SHORT PROBLEM | Copy the rows from the one containing "In this picture, where can the shadow" through the final row, requests included, and shift every coordinate in the answers by adding -34 to it.

TASK INPUT |
____________________
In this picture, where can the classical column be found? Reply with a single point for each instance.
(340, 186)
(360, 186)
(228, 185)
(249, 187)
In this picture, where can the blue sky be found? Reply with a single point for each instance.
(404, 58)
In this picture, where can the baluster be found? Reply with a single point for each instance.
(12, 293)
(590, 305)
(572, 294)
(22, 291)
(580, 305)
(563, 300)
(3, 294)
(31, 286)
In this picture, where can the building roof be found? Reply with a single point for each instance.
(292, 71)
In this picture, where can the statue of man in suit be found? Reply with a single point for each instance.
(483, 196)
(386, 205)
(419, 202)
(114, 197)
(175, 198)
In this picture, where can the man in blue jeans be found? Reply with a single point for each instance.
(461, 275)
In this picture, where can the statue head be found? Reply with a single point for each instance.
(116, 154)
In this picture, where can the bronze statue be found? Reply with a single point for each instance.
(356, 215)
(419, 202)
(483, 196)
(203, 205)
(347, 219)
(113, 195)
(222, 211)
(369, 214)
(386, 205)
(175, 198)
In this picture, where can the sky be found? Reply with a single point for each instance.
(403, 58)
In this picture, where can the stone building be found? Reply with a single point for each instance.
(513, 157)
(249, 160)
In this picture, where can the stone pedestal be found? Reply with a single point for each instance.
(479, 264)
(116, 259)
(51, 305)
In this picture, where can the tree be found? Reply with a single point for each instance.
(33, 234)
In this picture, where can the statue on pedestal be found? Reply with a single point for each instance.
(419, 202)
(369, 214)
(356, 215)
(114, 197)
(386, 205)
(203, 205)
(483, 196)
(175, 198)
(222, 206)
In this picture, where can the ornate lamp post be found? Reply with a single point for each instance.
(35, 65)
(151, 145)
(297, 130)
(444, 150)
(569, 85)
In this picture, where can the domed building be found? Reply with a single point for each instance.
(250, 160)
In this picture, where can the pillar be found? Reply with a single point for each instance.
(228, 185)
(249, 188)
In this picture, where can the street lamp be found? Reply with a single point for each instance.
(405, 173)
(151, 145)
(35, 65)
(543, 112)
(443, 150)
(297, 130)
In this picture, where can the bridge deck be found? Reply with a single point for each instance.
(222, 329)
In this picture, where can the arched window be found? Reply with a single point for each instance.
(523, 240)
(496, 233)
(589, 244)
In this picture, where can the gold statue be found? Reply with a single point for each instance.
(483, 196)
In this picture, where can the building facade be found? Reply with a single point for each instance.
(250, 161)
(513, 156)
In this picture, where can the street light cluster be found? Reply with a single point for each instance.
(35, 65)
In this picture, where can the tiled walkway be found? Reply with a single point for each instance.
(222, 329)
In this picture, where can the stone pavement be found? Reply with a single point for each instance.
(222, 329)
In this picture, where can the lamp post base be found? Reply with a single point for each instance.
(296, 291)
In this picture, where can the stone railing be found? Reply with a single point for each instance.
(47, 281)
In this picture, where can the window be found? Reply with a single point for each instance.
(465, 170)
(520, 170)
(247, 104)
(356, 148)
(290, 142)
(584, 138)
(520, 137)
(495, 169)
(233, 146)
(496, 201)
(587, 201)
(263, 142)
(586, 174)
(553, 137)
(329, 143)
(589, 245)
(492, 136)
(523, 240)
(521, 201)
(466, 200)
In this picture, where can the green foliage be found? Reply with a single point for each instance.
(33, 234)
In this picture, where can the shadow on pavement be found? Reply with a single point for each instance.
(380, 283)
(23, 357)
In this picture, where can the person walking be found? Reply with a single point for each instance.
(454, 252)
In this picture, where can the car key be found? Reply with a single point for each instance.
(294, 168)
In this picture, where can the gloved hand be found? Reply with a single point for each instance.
____________________
EXERCISE RESULT |
In this picture, where can the shadow on pavement be found? Reply with a single point for each instance.
(346, 249)
(-11, 323)
In this picture, where can the person walking be found? Reply with a single point for each instance.
(420, 218)
In this picture, where can the car key be found? Reply with a single point for each instance.
(260, 134)
In this picture, where can the gloved hand be found? Reply with a single point for each instance.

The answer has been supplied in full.